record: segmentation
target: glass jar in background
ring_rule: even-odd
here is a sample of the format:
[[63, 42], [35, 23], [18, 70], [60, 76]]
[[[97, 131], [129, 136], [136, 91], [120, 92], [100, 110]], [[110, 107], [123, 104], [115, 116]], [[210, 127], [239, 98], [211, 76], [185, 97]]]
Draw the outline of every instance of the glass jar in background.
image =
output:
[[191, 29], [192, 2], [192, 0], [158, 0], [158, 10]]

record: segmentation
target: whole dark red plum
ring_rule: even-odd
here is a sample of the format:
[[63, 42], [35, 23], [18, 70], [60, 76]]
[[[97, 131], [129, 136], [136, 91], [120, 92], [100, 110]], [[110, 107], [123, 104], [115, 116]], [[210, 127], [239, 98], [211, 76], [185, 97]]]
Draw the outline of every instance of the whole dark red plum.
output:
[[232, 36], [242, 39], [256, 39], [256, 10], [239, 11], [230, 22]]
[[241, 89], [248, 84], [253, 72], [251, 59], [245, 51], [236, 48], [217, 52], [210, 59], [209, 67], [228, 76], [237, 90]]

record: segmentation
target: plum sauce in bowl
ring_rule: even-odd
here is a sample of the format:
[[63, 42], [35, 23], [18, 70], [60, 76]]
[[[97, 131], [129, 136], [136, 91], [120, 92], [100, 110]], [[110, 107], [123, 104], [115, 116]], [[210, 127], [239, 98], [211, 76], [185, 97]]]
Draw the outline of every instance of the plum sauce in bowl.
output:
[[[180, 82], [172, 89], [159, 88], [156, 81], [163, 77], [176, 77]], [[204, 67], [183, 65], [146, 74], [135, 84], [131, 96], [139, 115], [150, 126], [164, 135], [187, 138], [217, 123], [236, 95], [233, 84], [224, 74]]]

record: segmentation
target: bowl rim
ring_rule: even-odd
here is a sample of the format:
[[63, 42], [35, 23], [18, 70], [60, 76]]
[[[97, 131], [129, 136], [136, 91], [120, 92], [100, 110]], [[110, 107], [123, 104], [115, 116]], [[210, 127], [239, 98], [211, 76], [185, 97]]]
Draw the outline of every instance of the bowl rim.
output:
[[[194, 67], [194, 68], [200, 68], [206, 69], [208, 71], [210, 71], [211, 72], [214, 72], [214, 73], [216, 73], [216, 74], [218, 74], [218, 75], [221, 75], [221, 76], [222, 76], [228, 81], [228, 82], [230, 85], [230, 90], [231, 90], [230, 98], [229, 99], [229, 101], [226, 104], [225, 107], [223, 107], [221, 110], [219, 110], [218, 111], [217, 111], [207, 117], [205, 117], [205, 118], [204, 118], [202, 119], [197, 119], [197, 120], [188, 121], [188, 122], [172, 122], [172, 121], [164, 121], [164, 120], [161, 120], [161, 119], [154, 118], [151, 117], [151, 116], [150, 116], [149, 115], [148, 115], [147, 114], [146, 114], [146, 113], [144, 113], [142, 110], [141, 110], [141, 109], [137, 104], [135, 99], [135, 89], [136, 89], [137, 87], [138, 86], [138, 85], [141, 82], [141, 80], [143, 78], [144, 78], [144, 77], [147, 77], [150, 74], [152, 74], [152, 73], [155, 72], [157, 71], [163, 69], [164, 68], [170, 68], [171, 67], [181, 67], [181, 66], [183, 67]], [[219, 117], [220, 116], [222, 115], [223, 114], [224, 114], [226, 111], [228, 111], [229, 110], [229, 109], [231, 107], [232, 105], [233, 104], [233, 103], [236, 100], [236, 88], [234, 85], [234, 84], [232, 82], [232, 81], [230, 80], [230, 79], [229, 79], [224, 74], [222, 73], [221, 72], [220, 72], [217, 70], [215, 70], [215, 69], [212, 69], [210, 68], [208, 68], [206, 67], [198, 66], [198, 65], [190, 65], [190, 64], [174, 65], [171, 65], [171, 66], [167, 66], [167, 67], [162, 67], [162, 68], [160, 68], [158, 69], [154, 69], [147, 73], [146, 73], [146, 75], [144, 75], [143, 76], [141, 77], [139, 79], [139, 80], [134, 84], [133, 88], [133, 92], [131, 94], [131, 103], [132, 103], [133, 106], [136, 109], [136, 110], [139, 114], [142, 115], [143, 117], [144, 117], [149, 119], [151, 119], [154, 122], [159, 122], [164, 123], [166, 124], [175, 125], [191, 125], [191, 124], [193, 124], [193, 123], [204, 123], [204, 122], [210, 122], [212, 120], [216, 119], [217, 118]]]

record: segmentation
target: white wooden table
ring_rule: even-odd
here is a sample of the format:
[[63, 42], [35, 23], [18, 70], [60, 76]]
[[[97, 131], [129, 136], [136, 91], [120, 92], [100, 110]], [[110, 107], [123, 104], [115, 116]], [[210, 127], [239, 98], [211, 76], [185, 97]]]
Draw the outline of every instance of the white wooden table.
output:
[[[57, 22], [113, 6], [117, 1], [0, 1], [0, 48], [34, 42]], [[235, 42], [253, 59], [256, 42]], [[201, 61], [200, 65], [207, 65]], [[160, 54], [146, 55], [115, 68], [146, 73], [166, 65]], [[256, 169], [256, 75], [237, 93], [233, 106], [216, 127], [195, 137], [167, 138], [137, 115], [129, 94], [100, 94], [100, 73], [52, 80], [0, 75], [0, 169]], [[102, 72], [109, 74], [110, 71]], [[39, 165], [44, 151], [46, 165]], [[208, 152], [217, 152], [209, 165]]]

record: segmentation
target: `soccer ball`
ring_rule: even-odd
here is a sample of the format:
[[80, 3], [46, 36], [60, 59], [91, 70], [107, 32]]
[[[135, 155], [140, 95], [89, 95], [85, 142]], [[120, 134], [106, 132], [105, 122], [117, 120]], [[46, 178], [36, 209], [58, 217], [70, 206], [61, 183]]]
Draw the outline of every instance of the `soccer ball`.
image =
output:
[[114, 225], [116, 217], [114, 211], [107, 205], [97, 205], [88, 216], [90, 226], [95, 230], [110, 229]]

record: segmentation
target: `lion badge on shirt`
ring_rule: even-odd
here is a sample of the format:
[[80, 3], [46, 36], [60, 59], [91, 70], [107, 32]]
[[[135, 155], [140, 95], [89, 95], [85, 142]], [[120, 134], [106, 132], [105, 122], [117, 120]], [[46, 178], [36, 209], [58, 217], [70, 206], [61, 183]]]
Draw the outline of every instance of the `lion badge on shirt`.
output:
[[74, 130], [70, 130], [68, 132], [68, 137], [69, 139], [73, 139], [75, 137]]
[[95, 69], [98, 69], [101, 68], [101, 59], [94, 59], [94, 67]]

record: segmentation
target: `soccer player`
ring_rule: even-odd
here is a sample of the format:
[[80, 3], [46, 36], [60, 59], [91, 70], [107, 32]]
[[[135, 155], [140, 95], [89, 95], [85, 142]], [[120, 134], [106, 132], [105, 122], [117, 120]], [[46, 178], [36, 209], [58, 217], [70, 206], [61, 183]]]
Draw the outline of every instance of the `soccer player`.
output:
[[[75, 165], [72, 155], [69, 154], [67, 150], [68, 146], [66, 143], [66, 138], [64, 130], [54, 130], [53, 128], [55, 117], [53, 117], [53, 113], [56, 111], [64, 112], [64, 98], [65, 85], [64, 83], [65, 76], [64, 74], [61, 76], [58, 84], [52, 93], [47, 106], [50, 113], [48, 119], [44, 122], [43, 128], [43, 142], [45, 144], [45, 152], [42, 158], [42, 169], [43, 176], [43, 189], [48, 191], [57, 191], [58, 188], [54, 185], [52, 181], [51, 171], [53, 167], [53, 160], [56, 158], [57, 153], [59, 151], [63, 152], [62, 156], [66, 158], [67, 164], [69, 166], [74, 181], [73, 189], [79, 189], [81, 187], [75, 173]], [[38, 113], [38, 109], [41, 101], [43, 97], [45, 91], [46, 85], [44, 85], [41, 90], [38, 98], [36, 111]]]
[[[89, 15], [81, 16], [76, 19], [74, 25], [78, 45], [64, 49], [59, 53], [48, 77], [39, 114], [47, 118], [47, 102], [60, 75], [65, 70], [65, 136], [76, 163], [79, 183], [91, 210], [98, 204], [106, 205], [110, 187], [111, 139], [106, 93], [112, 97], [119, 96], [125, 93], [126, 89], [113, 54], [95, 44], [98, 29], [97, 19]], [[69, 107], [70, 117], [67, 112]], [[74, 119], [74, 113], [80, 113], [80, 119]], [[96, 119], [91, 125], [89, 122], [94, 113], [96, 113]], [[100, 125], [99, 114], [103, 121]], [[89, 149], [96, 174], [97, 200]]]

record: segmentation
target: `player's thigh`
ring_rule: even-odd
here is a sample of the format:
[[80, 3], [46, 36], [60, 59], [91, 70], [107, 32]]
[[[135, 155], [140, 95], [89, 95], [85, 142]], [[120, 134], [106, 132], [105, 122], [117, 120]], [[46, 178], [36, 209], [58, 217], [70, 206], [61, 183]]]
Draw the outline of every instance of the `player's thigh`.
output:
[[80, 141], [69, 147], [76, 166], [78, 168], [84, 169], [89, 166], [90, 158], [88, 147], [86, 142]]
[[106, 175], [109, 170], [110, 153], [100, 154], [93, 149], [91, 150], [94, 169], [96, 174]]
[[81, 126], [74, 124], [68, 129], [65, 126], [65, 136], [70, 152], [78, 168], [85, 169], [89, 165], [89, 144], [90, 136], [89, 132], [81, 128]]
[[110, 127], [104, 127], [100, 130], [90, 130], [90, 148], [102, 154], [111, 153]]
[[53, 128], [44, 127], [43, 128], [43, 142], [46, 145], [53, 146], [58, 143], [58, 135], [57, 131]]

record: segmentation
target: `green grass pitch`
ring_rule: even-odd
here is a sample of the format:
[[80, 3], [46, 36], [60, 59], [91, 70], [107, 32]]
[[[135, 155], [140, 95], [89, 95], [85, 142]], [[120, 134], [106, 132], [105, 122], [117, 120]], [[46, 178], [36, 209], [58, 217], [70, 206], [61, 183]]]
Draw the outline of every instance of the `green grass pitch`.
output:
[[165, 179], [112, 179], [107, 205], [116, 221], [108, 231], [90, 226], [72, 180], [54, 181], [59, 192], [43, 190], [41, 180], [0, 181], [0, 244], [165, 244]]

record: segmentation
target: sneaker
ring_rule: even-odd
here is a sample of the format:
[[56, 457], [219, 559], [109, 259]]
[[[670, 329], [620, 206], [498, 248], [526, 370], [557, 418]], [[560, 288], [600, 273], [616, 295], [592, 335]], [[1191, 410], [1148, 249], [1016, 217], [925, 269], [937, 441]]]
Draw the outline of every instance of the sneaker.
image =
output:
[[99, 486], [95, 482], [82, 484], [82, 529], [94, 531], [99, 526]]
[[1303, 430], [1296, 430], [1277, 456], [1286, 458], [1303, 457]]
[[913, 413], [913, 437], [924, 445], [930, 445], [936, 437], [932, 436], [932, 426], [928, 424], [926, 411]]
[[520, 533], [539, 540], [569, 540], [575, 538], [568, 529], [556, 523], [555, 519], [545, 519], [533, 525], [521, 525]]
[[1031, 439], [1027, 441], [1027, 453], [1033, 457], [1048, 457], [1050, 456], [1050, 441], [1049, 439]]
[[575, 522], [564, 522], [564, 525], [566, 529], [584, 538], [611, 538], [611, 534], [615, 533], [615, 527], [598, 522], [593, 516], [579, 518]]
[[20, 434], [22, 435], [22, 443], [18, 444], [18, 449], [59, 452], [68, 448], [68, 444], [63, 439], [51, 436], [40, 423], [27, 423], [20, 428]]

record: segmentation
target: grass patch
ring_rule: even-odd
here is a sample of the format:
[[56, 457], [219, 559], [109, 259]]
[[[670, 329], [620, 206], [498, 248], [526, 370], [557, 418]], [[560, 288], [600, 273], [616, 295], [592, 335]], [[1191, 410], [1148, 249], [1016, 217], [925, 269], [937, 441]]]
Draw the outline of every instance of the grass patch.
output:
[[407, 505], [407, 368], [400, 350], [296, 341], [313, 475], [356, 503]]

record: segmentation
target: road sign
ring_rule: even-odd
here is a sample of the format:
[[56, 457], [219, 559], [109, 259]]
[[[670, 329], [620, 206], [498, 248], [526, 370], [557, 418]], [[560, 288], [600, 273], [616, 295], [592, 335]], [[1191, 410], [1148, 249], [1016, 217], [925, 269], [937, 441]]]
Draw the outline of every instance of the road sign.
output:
════════════════════
THE TASK>
Can you transcribe everything from the start of the records down to and including the line that contains "84], [224, 74]]]", keeping every character identical?

RESPONSE BELOW>
record: segmentation
target: glass jar in background
ring_rule: even-odd
here is a sample of the format:
[[63, 42], [35, 23], [18, 70], [60, 76]]
[[[97, 131], [129, 136], [136, 91], [120, 92], [100, 110]], [[110, 107], [123, 104], [115, 116]], [[210, 127], [239, 98], [211, 76], [185, 97]]]
Draw the outline of every instance of the glass jar in background.
image =
output:
[[191, 29], [192, 2], [192, 0], [158, 0], [158, 10]]

record: segmentation
target: whole dark red plum
ring_rule: even-odd
here is a sample of the format:
[[63, 42], [35, 23], [18, 70], [60, 76]]
[[[97, 131], [129, 136], [136, 91], [120, 92], [100, 110]], [[110, 107], [123, 104], [115, 116]], [[210, 127], [239, 98], [211, 76], [185, 97]]]
Draw the outline of every instance of the whole dark red plum.
output:
[[232, 36], [242, 39], [256, 39], [256, 10], [239, 11], [230, 22]]
[[241, 89], [248, 84], [253, 72], [251, 59], [245, 51], [236, 48], [217, 52], [210, 59], [209, 67], [228, 76], [237, 90]]

record: segmentation
target: plum sauce in bowl
ring_rule: even-odd
here is a sample of the format:
[[63, 42], [35, 23], [18, 70], [60, 76]]
[[[97, 131], [129, 136], [136, 91], [120, 92], [100, 110]], [[110, 107], [123, 104], [115, 116]], [[210, 127], [239, 98], [211, 76], [185, 97]]]
Draw the outline of every instance of the plum sauce in bowl.
output:
[[[180, 82], [172, 89], [159, 88], [156, 81], [163, 77], [176, 77]], [[204, 67], [183, 65], [146, 74], [135, 84], [131, 96], [139, 115], [150, 126], [164, 135], [187, 138], [217, 123], [236, 95], [233, 84], [224, 74]]]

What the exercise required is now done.